* [Written exercise]:
Extract the complete data exactly as given.

* [Stored data]:
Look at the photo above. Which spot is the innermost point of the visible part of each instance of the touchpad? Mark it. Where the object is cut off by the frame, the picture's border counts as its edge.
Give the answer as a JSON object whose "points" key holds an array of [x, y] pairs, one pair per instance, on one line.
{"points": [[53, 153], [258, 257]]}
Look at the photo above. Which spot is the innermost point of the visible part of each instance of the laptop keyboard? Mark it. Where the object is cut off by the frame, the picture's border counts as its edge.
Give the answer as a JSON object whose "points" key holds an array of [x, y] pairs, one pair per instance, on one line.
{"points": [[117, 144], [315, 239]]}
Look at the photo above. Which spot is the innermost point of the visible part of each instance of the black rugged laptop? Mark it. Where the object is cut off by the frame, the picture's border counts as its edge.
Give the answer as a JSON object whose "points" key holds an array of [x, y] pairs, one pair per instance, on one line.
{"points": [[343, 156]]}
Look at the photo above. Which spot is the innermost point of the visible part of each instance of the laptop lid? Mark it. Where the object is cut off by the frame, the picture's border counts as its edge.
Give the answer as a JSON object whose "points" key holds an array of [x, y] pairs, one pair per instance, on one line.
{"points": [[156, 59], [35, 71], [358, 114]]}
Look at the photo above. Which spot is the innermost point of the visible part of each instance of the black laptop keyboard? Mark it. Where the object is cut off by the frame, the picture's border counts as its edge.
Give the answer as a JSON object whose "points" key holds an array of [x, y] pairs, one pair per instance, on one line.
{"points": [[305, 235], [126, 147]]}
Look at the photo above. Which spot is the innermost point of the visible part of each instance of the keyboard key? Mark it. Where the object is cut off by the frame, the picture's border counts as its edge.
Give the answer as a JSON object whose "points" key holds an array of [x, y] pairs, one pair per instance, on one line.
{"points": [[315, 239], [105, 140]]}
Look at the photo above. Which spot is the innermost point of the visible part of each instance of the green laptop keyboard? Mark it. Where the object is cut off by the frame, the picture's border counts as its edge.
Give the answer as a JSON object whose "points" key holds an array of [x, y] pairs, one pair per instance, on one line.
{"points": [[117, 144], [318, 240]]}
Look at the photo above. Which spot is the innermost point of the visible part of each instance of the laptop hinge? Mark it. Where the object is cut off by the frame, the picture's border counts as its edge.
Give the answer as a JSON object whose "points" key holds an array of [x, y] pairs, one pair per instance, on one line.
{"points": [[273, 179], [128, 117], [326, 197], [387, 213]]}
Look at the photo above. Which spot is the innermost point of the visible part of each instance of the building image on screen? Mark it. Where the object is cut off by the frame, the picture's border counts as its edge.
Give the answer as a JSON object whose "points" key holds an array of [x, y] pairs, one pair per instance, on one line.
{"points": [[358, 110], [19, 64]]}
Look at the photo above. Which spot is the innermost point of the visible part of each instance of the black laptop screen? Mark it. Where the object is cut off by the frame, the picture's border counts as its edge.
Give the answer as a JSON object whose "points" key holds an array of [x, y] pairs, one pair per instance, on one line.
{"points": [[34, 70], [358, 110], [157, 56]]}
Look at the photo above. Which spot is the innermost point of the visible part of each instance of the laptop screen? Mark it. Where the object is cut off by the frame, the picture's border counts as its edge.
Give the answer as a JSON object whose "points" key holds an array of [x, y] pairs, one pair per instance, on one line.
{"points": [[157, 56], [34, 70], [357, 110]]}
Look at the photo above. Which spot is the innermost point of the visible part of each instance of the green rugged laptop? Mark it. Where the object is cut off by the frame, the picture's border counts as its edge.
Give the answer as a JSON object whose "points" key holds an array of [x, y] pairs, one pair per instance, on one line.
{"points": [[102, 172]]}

* [Finished exercise]:
Look at the photo above. Which spot is the innermost point of the visible part of each instance of the touchpad? Mark it. Where the object is cut off by the frame, the picture's border counts as its edge.
Give the answer as a JSON object whose "points" key holds an array of [x, y] pairs, one pair per instance, on one line.
{"points": [[53, 153], [258, 257]]}
Look at the photo above. Which spot is the innermost point of the visible part of each instance of the laptop keyboard? Mark it. Where the object is cut off by the frame, the picture's border counts as its edge.
Give the answer as a JSON object whose "points" key holds an array of [x, y] pairs, one pair per instance, on one line.
{"points": [[117, 144], [315, 239]]}
Look at the photo above. Which spot is the innermost point of the visible part of each instance of the black rugged laptop? Mark it. Where the object is cut off by the frame, the picture's border counts as its edge.
Give the answer as a JSON object whose "points" key holds an array of [x, y] pairs, one pair per instance, on one line.
{"points": [[343, 156]]}
Look at the photo above. Which spot is the innermost point of the visible part of each instance of the laptop lid? Mark it. Where the object is cut off by the frame, the picture's border counts as its edge.
Give the answer as a JSON object whose "points" key holds an array of [x, y] pairs, one pair per instance, on one line.
{"points": [[156, 59], [35, 71], [358, 114]]}
Look at the photo above. Which spot is the innermost point of the visible part of each instance of the black laptop keyboard? Mark it. Where the object is cut off by the frame, the picture's border counts as its edge.
Give the answer as a JSON object whose "points" key holds an array of [x, y] pairs, one pair per instance, on one line.
{"points": [[305, 235], [126, 147]]}
Look at the photo above. Which spot is the innermost point of the visible part of each instance of the keyboard key? Mark it. Where the object is cut off by the frame, the picture's border counts as its edge.
Give the answer as a JSON object whose "points" key holds an array of [x, y] pairs, one pair per instance, on one line.
{"points": [[315, 239], [105, 140]]}
Look at the photo above. Which spot is the innermost point of the visible part of each instance of the green laptop keyboard? Mark it. Where the object is cut off by the frame, the picture's border counts as its edge.
Give the answer as a JSON object whose "points" key holds an array of [x, y] pairs, one pair per instance, on one line.
{"points": [[117, 144], [318, 240]]}
Look at the photo above. Which spot is the innermost point of the visible part of each instance of the laptop hinge? Mark it. Where the object is cut off by the frame, the picture's border counts as its edge.
Give the answer as a JSON object whose "points" key holds an array of [x, y] pairs, one pair per instance, on one line.
{"points": [[273, 179], [128, 117], [326, 197], [387, 213]]}
Look at the photo above. Which spot is the innermost point of the visible part of each instance of the building image on screen? Mark it. Where the object is cut off by the frame, the picture's border counts as its edge.
Give the answer as a JSON object whose "points" key holds an array of [x, y] pairs, one pair per instance, on one line.
{"points": [[358, 110], [19, 64]]}
Look at the photo above. Which spot is the innermost point of the visible part of each instance of the black laptop screen? Mark it. Where the object is cut off by the frame, the picture's border counts as its edge.
Give the answer as a JSON object whose "points" key holds an array of [x, y] pairs, one pair per instance, on one line.
{"points": [[34, 70], [358, 110], [157, 56]]}
Look at the photo above. Which spot is the innermost point of the visible part of each instance of the laptop screen? Mark it. Where the object is cut off by the frame, the picture's border counts as its edge.
Give the answer as a JSON object whose "points" key holds an array of [x, y] pairs, one pair per instance, on one line.
{"points": [[157, 56], [34, 70], [357, 110]]}
Look at the photo above. Which spot is the innermost point of the visible part of each instance of the green rugged laptop? Mark it. Where the object is cut off by the frame, the picture's border counts as its edge.
Give the answer as a JSON object whose "points" key holds an array of [x, y] pairs, one pair per instance, on one line.
{"points": [[102, 172]]}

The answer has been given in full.